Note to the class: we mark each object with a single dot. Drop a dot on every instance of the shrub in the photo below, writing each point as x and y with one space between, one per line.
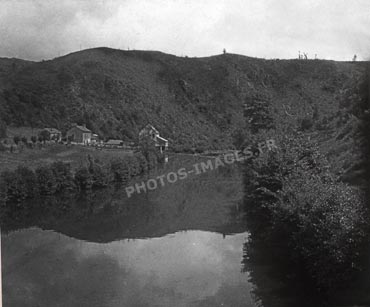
16 139
120 169
3 192
46 181
296 197
20 184
63 176
101 175
143 163
83 178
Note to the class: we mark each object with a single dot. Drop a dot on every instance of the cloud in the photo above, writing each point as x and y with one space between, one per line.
334 29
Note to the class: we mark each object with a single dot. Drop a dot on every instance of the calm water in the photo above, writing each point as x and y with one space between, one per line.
185 244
_ _ _
Print verbatim every line above, apart from the pictures.

Note to the class: we mark each object with a single dot. Drop a dot on every instance of the shrub in the photo below, writing each point as x and y with one space between, one per line.
16 139
120 169
3 192
46 181
296 197
20 184
63 176
101 175
143 163
83 178
Note to the class: we mark each object with a single dot. Drop a dot on every instance of the cloud in the photo above, writing each point as x and y with one space between, one per line.
334 29
Note to the class: we mark each object with a single dot. Drop a dot on every instance of the calm water in the photo above, writing each point as x and y with one space between, one per line.
185 244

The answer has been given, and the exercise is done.